__Instructions to follow__
Transcribe the part of the Kartemquin Films article below that runs from "From its U of" up to and including "New Americans, 2004.".

----- Document extract

From its U of C roots, Kartemquin Films documents the human condition.

photo:

Gordon Quinn captures a Flores family gathering while shooting The New Americans, 2004.

If you let documentary filmmaker Gordon Quinn, AB’65, into your life, he’ll likely be around for years. He’ll want to burrow in, get to know what you see. “You get a very different story if you only spend a week or two,” he says. “We spend years. We really see people come to terms.”

Quinn is the man behind the last four letters of Kartemquin, the Chicago-based film company he founded in the Sixties with two fellow alumni: Stan Karter, X’66, and Jerry Temaner, AB’57, left during the company’s infant years. Their first film, Home for Life (1966), offered an 80-minute glimpse of a man and woman’s initial month in a home for the elderly, as they realized their dwindling abilities. Its unflinching, personal portrayal set the tone for the company’s future films.

Kartemquin’s offices have since moved from Hyde Park to an old building in the North Side’s Roscoe Village neighborhood, but it still reflects a strong U of C influence. Alumni make up at least a third, Quinn estimates, of Kartemquin’s roughly 20 staff members, interns, or filmmakers. From its Chicago home, he says, Kartemquin “brings Midwest stories and values to the rest of the country.”

The rest of the world knows the company from its Academy Award–nominated film Hoop Dreams. The 1994 documentary follows two inner-city teenagers as their dreams of NBA splendor battle life’s realities. Perhaps the film’s dreariest moment occurs when ComEd cuts off one family’s electricity. Upset, the Agees wanted Quinn to exclude that part from the final version. But Quinn kept it in. “We have to share the darkest moments,” he says, “because that gives meaning when things get better.”

Things did improve for the Agees. As executive producer, Quinn stuck with them for about five years—long enough to see their electricity returned—and when the family watched a rough cut of the film with the electricity scene included, they understood its impact. “That’s what makes Hoop Dreams such a success,” Quinn says. “It’s inspiring. It captured America’s heart because something good happened to those families. They didn’t have to be reduced to social problems.”

----------
----- Data listing

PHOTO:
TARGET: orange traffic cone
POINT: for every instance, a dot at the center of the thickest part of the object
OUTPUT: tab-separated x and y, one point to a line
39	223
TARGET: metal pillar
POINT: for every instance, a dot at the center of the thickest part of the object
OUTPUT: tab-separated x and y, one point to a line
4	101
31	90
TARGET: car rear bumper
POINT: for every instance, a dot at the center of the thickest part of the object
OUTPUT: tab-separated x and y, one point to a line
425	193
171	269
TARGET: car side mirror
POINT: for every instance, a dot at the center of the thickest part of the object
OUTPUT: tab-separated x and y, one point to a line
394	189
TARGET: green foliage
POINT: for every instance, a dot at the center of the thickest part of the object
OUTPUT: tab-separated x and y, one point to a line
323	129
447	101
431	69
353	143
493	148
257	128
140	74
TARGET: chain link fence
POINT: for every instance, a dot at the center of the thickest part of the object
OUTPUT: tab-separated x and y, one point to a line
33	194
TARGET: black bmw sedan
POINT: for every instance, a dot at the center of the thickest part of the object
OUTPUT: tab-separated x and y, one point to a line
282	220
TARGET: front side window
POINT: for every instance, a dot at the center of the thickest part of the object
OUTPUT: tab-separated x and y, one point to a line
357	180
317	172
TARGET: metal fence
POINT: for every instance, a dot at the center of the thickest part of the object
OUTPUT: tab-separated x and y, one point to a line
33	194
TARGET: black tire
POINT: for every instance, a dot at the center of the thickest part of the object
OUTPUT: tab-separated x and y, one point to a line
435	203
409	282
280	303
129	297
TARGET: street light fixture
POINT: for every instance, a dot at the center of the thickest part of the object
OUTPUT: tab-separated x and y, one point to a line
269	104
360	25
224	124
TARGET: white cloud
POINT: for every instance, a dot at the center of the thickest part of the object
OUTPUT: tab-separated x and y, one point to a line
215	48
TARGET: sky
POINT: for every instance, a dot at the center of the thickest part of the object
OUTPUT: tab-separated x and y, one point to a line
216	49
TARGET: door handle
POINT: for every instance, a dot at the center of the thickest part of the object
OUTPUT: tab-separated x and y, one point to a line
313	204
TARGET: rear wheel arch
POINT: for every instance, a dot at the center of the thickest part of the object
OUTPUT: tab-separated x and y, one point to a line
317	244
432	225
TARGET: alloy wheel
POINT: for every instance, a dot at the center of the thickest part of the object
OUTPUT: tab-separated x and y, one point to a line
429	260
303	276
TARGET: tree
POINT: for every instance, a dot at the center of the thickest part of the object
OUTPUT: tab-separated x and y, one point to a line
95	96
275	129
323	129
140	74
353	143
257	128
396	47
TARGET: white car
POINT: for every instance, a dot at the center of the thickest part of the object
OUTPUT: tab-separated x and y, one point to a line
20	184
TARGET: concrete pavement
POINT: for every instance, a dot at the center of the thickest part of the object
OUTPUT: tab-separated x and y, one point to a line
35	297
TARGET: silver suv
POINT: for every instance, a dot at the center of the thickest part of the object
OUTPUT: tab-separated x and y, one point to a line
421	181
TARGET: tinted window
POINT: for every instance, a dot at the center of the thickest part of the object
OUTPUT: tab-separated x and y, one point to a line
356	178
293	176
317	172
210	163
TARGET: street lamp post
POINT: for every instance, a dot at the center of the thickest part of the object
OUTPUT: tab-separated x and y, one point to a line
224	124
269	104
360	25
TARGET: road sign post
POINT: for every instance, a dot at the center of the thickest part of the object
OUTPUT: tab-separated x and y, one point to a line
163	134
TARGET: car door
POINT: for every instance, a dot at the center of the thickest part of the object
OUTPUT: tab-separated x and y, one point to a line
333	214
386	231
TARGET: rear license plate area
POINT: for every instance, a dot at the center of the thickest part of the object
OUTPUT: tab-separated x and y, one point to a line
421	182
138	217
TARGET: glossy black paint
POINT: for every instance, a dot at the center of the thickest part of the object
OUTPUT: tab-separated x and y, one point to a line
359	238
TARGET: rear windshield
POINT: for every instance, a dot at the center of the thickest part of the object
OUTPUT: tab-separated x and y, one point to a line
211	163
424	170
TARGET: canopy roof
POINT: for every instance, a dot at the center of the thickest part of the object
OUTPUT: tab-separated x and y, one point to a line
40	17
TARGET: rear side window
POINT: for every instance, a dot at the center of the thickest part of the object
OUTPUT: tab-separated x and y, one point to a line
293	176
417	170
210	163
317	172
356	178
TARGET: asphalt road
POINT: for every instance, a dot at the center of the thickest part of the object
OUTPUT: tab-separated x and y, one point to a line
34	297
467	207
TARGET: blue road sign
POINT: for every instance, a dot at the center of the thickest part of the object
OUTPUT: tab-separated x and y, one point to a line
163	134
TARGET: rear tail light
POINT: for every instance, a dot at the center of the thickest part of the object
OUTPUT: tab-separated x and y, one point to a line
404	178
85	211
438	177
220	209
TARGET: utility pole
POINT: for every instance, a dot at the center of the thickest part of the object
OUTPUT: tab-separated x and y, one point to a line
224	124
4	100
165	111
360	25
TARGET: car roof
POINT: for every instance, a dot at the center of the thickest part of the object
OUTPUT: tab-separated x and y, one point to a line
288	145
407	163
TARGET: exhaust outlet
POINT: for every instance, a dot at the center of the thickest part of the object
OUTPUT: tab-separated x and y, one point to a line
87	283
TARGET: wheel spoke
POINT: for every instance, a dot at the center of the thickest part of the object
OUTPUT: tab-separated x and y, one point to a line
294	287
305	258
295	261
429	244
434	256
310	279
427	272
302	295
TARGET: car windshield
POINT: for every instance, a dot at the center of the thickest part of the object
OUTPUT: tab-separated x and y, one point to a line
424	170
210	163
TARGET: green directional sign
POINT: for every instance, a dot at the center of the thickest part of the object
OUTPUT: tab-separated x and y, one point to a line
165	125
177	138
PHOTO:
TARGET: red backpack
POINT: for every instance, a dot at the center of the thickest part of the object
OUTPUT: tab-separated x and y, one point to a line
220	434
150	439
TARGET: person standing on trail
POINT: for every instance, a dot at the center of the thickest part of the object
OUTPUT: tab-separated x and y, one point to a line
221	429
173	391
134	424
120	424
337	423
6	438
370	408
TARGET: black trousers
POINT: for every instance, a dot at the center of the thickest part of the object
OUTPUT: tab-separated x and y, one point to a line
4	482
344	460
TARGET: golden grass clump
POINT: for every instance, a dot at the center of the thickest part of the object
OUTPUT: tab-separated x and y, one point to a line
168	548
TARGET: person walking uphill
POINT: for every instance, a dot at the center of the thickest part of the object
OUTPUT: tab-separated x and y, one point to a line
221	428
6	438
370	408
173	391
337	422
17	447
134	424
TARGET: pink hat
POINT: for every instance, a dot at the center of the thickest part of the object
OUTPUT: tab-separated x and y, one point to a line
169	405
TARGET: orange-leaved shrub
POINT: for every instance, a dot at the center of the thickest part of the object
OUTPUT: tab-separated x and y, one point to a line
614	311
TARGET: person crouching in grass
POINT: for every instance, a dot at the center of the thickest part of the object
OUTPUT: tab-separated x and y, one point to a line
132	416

----------

__Result of the exercise__
From its U of C roots, Kartemquin Films documents the human condition.

photo:

Gordon Quinn captures a Flores family gathering while shooting The New Americans, 2004.